In unserer Entwicklung vom Kind zum erwachsenen Menschen machen wir einige große Veränderungen durch. Zahlreiche Psycholog:innen mit unterschiedlichen Schwerpunkten haben diese Entwicklung bereits erforscht und versucht, sie systematisch zu beschreiben. Mit seinem Fünfphasenmodell hat Sigmund Freud bis heute eine der berühmtesten Theorien über das Erwachsenwerden veröffentlicht.

Ein neueres und oft zitiertes Modell, das sich insbesondere auf die Beziehung zwischen dem Selbst und anderen Menschen konzentriert, stammt von dem Amerikaner Stephen Covey und nennt sich “Maturity Continuum” (“Kontinuum des Erwachsenwerdens”). Das Modell besteht aus vier Stadien, die wir alle durchlaufen, die wir jedoch niemals vollständig hinter uns lassen müssen oder können. Zwar gibt es nach Stephen Coveys Theorie Lebensphasen, in denen jeweils ein bestimmtes Stadium dominiert. Doch im Laufe unserer Entwicklung werden wir immer wieder in Situationen geraten, in denen bereits abgeschlossen geglaubte Stadien wieder wichtiger werden können. Und manche Menschen bleiben in den entscheidenden Phasen aus unterschiedlichen Gründen in einem der Stadien stecken.

Maturity Continuum: Die vier Stadien der Selbstentwicklung

1. Abhängigkeit (Dependence)

Im Stadium der Abhängigkeit sind wir auf andere Menschen angewiesen, um zu bekommen, was wir brauchen und wollen. Naturgemäß erleben wir dieses Entwicklungsstadium als Kinder alle: Im Alter von zwei Jahren können wir uns zum Beispiel keine Spaghetti Bolognese kochen und auch mit fünf, acht oder elf dürfte es den meisten Menschen noch schwerfallen, sich komplett selbst zu versorgen. 

Mit zunehmendem Alter nimmt der Grad unserer Abhängigkeit zwar grundsätzlich ab, doch ein Stück weit erleben wir dieses Stadium ein Leben lang – und in manchen Fällen nicht nur, wenn wir tatsächlich von anderen Menschen abhängig sind.
────────────────────
# Aufgabe A
Nennen Sie sämtliche Lebensalter, die der Text über das Erwachsenwerden als Beispiele anführt.
Der Text und die Datenzeilen haben inhaltlich nichts miteinander zu tun.

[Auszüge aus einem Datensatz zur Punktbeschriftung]
────────────────────
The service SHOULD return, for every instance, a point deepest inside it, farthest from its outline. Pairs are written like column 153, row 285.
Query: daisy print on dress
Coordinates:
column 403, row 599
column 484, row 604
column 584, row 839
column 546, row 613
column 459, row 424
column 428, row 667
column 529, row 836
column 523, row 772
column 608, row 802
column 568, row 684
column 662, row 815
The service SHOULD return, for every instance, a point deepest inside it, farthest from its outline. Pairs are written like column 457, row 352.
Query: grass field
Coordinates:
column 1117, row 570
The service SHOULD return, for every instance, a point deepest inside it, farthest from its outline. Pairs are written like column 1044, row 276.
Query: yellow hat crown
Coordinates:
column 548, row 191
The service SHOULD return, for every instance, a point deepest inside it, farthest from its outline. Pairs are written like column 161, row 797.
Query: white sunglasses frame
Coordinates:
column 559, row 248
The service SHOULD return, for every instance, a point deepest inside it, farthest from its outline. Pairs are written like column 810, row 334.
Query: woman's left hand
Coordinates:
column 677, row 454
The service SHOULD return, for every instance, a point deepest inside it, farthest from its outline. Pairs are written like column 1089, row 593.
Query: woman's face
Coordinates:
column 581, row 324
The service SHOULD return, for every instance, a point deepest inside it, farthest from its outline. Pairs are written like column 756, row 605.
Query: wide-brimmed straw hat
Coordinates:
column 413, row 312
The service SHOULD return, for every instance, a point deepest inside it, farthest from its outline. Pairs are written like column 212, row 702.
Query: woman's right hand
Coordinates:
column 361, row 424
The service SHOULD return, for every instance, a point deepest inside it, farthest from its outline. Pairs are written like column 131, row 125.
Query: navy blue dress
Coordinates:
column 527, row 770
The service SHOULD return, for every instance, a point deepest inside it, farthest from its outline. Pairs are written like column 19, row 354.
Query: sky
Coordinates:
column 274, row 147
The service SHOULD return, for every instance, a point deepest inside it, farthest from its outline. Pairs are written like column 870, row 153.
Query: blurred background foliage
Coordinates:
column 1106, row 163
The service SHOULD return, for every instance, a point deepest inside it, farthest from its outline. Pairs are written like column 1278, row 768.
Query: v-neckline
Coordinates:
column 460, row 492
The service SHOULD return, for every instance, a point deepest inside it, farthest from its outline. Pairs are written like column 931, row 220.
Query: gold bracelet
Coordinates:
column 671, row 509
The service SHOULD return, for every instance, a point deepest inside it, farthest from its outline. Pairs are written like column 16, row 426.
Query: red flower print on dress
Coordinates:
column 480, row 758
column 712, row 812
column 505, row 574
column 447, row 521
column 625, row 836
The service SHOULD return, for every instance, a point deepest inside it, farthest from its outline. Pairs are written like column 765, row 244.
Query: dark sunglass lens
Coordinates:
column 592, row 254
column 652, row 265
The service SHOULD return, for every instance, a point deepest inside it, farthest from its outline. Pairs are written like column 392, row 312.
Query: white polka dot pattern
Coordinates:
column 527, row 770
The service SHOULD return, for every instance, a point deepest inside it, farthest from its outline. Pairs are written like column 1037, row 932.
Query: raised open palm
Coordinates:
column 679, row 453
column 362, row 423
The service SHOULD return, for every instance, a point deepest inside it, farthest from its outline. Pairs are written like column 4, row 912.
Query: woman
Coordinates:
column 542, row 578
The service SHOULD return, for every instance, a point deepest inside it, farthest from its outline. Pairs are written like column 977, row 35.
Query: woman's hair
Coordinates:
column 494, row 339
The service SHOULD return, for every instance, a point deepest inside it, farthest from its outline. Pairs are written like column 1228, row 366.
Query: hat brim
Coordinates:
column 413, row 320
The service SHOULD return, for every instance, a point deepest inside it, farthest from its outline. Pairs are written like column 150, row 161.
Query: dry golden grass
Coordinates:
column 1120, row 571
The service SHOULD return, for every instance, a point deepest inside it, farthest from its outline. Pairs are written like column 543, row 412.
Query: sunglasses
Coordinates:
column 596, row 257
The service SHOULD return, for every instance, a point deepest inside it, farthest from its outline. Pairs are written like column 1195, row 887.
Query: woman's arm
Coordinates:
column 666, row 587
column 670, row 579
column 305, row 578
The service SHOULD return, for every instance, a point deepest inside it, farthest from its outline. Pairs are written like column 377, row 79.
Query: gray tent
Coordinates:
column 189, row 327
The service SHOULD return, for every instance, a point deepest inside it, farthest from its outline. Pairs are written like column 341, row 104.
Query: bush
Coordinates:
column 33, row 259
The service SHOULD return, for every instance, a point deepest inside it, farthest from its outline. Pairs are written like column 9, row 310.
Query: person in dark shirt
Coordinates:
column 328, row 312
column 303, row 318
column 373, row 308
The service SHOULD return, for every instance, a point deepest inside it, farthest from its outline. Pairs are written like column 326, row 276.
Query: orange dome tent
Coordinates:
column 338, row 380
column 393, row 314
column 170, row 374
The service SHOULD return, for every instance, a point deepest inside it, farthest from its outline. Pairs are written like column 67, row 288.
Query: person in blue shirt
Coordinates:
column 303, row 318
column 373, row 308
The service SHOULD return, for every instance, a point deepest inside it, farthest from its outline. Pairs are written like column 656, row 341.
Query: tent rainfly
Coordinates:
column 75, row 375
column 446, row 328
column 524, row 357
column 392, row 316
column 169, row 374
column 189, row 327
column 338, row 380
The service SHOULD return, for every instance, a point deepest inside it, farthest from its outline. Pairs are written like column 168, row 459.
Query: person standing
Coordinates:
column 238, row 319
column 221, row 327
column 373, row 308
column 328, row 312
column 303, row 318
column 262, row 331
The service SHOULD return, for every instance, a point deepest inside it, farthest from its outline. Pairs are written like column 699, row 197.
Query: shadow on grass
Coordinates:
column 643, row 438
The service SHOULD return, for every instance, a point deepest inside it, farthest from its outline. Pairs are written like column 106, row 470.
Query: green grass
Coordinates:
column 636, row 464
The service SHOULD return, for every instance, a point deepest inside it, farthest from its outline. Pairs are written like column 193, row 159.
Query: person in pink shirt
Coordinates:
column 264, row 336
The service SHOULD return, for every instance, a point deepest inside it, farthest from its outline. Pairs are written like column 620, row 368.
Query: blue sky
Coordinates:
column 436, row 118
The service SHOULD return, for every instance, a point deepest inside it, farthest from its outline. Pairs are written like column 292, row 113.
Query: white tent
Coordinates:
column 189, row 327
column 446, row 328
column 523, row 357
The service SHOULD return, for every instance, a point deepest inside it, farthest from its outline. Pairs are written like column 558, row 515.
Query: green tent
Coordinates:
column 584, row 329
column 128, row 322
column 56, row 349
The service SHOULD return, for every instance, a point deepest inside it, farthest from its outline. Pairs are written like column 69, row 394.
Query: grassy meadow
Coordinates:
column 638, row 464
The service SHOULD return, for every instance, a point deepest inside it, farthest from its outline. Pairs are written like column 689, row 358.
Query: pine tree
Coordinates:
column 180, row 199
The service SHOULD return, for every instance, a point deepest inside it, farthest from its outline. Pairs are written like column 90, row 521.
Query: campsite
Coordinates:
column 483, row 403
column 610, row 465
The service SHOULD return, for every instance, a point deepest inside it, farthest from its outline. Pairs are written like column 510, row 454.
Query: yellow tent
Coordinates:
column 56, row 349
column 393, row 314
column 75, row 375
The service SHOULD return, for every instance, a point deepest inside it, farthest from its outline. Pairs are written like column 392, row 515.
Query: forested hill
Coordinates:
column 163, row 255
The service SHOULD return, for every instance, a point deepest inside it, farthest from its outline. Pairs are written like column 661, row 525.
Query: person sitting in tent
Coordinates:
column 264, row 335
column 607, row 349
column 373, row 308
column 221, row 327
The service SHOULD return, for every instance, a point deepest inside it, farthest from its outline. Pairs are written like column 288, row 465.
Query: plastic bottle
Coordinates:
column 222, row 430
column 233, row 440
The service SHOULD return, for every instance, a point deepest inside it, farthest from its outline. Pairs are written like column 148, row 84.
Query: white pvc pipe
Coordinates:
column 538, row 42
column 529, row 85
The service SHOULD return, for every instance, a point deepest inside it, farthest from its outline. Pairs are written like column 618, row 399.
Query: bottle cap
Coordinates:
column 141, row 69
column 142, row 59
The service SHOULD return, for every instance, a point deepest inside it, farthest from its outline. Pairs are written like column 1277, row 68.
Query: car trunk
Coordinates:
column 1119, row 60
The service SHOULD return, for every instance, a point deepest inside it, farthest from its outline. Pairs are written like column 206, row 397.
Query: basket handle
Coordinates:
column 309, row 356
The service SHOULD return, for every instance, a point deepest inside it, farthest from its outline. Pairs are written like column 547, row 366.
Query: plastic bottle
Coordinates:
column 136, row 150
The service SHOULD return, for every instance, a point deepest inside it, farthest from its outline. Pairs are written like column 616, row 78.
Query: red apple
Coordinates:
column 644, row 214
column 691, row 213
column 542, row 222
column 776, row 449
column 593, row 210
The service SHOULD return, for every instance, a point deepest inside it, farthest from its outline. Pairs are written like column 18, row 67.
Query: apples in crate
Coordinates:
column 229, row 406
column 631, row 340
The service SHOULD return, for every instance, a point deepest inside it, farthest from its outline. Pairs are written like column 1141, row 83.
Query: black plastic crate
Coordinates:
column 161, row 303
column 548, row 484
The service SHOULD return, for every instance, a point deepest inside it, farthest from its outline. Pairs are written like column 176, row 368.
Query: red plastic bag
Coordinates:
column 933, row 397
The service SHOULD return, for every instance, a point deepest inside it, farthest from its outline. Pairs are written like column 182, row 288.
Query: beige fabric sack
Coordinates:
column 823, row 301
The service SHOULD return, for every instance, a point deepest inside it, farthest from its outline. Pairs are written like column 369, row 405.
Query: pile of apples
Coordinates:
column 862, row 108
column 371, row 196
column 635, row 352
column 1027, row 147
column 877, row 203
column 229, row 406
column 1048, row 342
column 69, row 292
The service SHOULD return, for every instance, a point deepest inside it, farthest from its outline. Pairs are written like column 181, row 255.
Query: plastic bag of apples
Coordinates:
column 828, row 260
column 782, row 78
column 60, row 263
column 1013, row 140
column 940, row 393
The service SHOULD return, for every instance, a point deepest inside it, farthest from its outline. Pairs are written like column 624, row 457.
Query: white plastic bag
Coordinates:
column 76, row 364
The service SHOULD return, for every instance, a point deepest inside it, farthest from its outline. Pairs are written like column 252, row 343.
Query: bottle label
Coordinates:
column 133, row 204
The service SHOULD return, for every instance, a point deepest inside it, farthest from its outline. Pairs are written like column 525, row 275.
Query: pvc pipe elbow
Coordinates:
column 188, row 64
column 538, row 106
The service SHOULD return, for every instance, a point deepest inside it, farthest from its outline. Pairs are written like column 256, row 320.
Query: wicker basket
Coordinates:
────────────────────
# Aufgabe B
Schreiben Sie aus den Datenzeilen alle Zeilen von der Zeile mit „161, row 797.“ bis zur Zeile mit „column 677, row 454“ ab, beide eingeschlossen.

# Vollständige Antwort A
zwei, fünf, acht, elf

# Vollständige Antwort B
The service SHOULD return, for every instance, a point deepest inside it, farthest from its outline. Pairs are written like column 161, row 797.
Query: white sunglasses frame
Coordinates:
column 559, row 248
The service SHOULD return, for every instance, a point deepest inside it, farthest from its outline. Pairs are written like column 810, row 334.
Query: woman's left hand
Coordinates:
column 677, row 454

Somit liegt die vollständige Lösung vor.